What you will do
a) In the crawl space venting thread, which code section does Gregg Harris point to for alternatives?
b) From the crawl space venting thread, transcribe the passage that begins with the words containing "Take a look" and ends with "when I answered...".

Reading passage
****

# vent craw space



## Rick18071 (Mar 13, 2013)

Doing alterations. Have a 15'x10' 18" high crawl space. My inspector said I have to vent it. If I put plastic down and fill the crawl space completely with insulation do I still need to vent it?


----------



## steveray (Mar 13, 2013)

Rick18071 said:
			
		

> Doing alterations. Have a 15'x10' 18" high crawl space. My inspector said I have to vent it. If I put plastic down and fill the crawl space completely with insulation do I still need to vent it?


   No......you can replace the floor system in 10 years instead!....The problem that the ventillation is trying to address is the removal of water vapor from the space...If you get some condensation (which you will) if it dries, no biggie, if it can't because there is nowhere for it to go it sits and rots.....That is why code requires ventilation...


----------



## Gregg Harris (Mar 13, 2013)

Rick18071 said:
			
		

> Doing alterations. Have a 15'x10' 18" high crawl space. My inspector said I have to vent it. If I put plastic down and fill the crawl space completely with insulation do I still need to vent it?


Take a look at IRC 408.3 for alternatives


----------



## steveray (Mar 13, 2013)

Thanks Gregg...that is a better answer....I didn't have any books (and my sarcasm levels must've been high) when I answered...


----------



## tmurray (Mar 13, 2013)

steveray said:
			
		

> No......you can replace the floor system in 10 years instead!....The problem that the ventillation is trying to address is the removal of water vapor from the space...If you get some condensation (which you will) if it dries, no biggie, if it can't because there is nowhere for it to go it sits and rots.....That is why code requires ventilation...


If he installs a vapour barrier at the ground level and seals it well the only moisture will be migrating through the floor system from the building above. We have them all the time up here and don't see any problems with rotting. It also provides a much warmer floor.

****

Coordinate annotation entries
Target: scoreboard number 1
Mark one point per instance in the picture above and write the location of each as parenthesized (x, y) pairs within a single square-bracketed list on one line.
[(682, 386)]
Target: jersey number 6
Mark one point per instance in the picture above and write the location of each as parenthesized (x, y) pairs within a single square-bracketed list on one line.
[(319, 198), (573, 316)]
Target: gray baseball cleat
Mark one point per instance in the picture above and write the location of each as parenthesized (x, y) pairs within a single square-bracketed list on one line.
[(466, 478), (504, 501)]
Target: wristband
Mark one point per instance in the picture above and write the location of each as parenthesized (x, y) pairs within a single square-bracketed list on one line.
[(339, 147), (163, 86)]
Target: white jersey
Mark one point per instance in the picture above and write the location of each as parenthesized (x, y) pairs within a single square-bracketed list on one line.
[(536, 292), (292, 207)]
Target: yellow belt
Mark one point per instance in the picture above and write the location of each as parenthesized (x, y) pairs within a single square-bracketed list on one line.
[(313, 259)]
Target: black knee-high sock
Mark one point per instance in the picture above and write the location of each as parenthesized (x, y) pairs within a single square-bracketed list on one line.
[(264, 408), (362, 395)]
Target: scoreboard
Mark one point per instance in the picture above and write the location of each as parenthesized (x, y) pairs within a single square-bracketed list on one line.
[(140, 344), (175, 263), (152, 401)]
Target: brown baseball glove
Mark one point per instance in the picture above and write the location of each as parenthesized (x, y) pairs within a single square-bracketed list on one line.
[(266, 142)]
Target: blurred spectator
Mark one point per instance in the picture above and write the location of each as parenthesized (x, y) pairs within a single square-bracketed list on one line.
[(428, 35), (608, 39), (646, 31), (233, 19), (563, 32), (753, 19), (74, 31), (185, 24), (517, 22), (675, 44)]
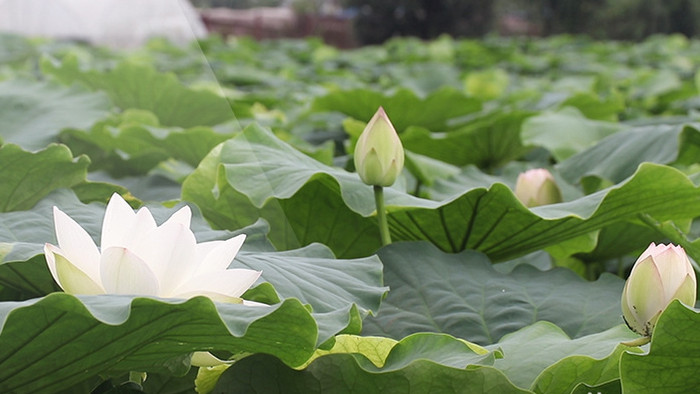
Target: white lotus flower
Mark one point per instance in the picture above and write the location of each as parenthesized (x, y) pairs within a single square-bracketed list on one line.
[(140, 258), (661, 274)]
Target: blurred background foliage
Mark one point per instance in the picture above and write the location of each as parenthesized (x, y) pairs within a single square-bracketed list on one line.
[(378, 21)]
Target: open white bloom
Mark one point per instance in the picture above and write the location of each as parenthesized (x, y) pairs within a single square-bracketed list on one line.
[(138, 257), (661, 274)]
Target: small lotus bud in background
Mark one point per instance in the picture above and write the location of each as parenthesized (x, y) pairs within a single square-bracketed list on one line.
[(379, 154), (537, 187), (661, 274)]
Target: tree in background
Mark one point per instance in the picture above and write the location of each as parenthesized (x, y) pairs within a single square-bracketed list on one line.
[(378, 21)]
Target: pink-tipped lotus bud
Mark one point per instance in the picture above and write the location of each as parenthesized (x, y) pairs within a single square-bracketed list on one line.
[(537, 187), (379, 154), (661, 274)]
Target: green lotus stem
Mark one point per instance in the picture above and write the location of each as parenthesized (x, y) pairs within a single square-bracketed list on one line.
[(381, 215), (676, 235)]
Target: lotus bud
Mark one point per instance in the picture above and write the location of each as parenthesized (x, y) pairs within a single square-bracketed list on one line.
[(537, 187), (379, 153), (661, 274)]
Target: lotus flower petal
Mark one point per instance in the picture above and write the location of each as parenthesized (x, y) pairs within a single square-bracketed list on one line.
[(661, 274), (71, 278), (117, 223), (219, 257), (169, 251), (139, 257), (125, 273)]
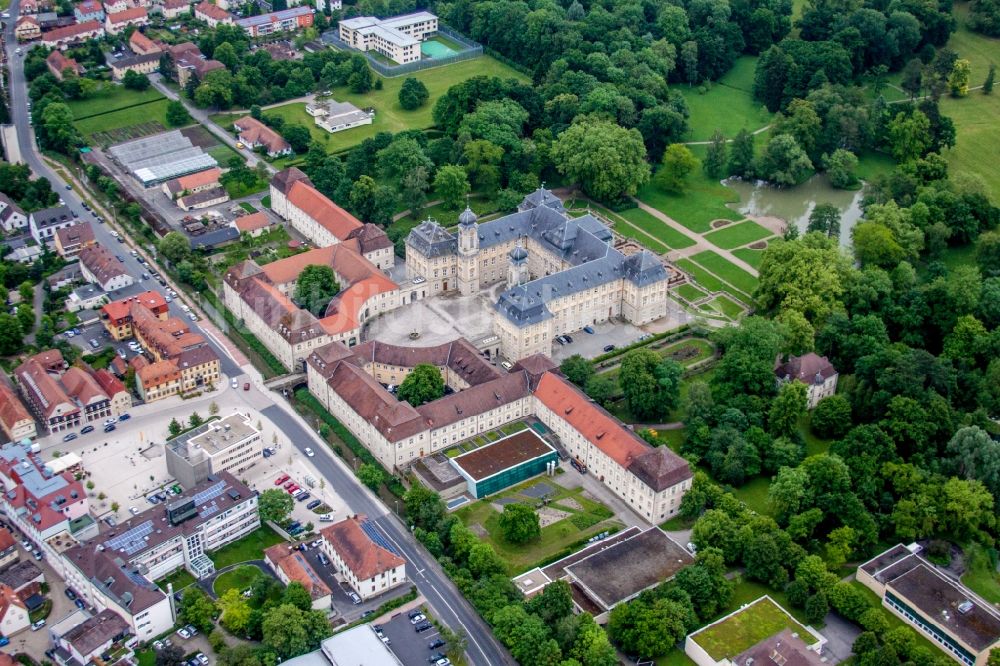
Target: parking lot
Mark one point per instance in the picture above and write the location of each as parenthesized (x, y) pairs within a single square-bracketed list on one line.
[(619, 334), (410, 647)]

****

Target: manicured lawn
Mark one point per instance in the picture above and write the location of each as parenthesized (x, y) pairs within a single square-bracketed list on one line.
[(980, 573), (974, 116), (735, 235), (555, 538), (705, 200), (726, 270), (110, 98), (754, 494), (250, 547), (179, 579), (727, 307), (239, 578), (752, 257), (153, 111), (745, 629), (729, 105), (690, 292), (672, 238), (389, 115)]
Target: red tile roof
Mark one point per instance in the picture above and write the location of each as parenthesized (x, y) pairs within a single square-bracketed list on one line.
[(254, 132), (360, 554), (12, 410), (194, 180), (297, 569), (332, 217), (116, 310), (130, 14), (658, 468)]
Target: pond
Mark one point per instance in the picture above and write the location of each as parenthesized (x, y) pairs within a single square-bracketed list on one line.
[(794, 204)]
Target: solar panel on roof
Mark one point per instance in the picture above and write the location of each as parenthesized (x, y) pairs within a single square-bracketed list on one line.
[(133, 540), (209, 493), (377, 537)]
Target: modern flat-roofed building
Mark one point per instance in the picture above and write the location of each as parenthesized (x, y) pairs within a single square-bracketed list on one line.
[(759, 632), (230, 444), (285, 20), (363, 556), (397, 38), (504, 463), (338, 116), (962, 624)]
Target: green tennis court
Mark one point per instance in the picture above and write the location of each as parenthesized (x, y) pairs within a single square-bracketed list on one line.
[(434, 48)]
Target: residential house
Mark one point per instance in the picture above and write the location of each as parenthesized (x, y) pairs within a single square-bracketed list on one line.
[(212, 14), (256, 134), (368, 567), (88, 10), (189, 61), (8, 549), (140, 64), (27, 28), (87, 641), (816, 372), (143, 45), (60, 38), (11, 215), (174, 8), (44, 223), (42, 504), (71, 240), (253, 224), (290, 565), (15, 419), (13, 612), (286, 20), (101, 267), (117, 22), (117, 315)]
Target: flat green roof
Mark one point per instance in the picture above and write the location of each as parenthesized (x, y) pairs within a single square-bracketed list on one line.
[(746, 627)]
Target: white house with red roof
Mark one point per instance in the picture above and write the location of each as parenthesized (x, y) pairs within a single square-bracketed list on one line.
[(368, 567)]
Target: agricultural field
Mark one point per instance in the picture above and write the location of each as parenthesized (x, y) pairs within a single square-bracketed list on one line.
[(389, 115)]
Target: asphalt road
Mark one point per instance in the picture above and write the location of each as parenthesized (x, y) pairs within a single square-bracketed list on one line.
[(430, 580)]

****

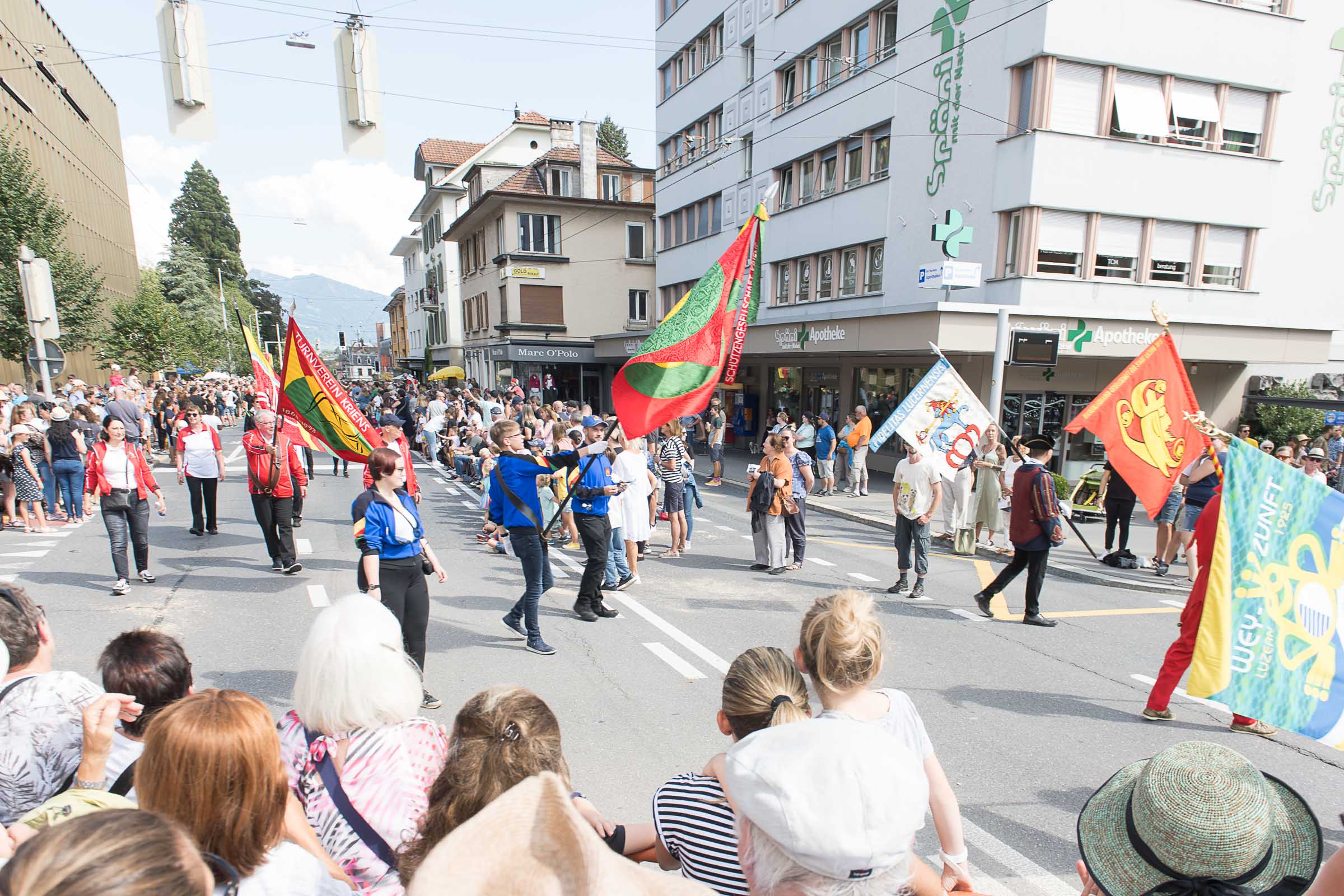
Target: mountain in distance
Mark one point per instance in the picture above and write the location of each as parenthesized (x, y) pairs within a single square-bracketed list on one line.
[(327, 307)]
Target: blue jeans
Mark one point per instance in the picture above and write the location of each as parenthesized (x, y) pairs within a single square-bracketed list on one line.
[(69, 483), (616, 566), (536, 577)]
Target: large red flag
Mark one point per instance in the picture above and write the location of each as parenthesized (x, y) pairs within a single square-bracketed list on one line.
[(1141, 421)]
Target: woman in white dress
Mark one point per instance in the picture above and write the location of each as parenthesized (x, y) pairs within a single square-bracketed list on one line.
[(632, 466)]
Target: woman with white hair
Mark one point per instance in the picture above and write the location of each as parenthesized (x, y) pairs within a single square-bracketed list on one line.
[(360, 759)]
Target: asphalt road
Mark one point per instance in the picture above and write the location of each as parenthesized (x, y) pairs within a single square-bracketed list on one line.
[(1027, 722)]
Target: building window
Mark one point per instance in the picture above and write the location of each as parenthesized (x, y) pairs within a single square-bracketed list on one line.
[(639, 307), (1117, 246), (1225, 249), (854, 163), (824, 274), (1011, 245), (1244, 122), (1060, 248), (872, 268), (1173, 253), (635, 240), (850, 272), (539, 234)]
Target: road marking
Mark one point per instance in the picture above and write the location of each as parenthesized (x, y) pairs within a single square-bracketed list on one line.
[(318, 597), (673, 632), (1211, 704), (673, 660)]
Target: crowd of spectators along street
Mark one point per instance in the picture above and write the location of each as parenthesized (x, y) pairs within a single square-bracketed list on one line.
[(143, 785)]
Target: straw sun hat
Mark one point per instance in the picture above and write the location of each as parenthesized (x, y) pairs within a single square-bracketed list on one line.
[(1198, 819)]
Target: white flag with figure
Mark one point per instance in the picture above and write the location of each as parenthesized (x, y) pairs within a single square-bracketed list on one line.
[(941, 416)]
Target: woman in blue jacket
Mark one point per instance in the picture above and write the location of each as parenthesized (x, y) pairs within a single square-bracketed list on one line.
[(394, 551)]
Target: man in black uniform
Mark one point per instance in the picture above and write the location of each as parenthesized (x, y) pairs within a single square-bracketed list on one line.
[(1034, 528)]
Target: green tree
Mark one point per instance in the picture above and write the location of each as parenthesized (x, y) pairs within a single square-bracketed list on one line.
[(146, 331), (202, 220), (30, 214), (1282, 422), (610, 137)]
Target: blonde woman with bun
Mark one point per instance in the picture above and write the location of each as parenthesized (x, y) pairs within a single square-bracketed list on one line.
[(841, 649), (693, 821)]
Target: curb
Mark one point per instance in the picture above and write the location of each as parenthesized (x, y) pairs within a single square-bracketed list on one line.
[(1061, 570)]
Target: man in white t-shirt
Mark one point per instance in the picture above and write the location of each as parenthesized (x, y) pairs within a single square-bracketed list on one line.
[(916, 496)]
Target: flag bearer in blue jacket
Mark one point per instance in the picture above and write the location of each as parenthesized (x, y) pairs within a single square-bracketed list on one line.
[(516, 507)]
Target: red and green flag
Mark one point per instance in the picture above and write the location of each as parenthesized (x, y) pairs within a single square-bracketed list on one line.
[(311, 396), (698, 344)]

****

Answers for the tasks
a) IRC 408.3

b)
Take a look at IRC 408.3 for alternatives


----------



## steveray (Mar 13, 2013)

Thanks Gregg...that is a better answer....I didn't have any books (and my sarcasm levels must've been high) when I answered...